- EXERCISE PROMPT
Write out the Benoit Perthame biography below verbatim, everything from "Benoit Perthame (born" down to "which he directs.".

French mathematician (born 1959)

Benoit Perthame (born 23 June 1959 in France) is a French mathematician, who deals with non-linear partial differential equations and their applications in biology. He is a professor at Pierre-et-Marie Curie University and at the Laboratoire Jacques-Louis Lions, which he directs.

== Career ==
Perthame studied at the École normale supérieure (ENS) and in 1983, he became an assistant. In 1987, under the supervision of Pierre-Louis Lions, he obtained his habilitation thesis. His thesis focuses on non-linear partial differential equations in optimal control theory, hydrodynamics and kinetic theory.

In 1988, he was professor at the University of Orléans, and since 1993, he has been professor at the University of Paris VI and the Institut universitaire de France. From 1997 to 2007, he was in the Department of Mathematics and Applications of the ENS (DMA/ENS) and simultaneously heads the Multi-model and Numerical Methods Project (M3N) of the Institut national de recherche en informatique et en automatique (INRIA). Since 1989, he has been the scientific advisor to this organization and since 1998 has headed the BANG Group (Numerical Analysis of Non-linear Models for Biology and Geophysics).

His research interests include mathematical modeling of chemotaxis and movement and self-organization of cells and bacteria, neural networks, tumor growth and chemotherapy, population growth and evolution.

== Publications ==
- Perthame, B. (2007). "Transport equations in biology"
- Charpentier, Éric (2007). "Leçons de mathématiques d'aujourd'hui. Volume 3"

== Awards and honours ==
He was a guest speaker at the International Congress of Mathematicians in 1994 in Zurich with a conference lecture entitled Kinetic Equations and Hyperbolic Systems of Conservation Laws and was selected to give a plenary lecture at the ICM 2014 in Seoul (Some aspects of mathematical tumor growth and therapy).

In 1989/90, he received the Peccot Prize at the Collège de France, in 1992 the CISI Prize, in 1994 the CNRS Silver Medal and in 1992 the Blaise-Pascal Prize from the French Academy of Sciences. From 1994 to 1999, he was a junior member and then in 2006, a senior member at the Institut universitaire de France. In 2013, he received the Blaise-Pascal medal (de) and in 2015 the Inria Prize from the Academy of Sciences. In 2016, he was elected a member of Academia Europaea. At the end of 2017, he was elected a member of the French Academy of Sciences.

Among his doctoral students is Vincent Calvez.

- SOURCE INFORMATION
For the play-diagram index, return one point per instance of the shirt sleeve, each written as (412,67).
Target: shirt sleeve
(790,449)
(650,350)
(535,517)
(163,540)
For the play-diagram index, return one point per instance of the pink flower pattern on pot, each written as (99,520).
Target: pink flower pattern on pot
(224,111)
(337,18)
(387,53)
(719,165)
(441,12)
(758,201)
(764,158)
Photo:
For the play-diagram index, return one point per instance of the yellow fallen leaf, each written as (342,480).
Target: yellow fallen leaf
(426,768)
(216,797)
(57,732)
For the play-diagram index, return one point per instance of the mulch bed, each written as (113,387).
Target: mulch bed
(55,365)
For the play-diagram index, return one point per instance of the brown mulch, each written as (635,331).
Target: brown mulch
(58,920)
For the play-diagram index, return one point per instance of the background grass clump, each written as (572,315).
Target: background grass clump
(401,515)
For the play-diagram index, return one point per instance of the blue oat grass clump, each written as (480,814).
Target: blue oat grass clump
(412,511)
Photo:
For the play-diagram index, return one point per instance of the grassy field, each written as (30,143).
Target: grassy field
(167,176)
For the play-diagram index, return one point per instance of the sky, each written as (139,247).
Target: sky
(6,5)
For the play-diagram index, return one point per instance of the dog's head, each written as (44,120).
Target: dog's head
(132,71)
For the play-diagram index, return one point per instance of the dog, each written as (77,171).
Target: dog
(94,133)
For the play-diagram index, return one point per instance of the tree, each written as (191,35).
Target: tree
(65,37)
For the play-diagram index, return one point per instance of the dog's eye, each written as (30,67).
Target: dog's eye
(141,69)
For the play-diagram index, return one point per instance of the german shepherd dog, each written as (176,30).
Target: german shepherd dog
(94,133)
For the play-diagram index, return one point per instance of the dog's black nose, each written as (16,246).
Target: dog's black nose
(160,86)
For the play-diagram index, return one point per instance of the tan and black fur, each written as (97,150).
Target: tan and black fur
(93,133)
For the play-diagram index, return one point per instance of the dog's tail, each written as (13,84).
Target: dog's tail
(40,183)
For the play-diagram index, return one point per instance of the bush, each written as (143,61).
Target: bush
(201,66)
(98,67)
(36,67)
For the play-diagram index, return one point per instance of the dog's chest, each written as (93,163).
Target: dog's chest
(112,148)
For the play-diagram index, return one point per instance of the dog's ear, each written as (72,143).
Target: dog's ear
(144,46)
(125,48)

- YOUR RESPONSE
Benoit Perthame (born 23 June 1959 in France) is a French mathematician, who deals with non-linear partial differential equations and their applications in biology. He is a professor at Pierre-et-Marie Curie University and at the Laboratoire Jacques-Louis Lions, which he directs.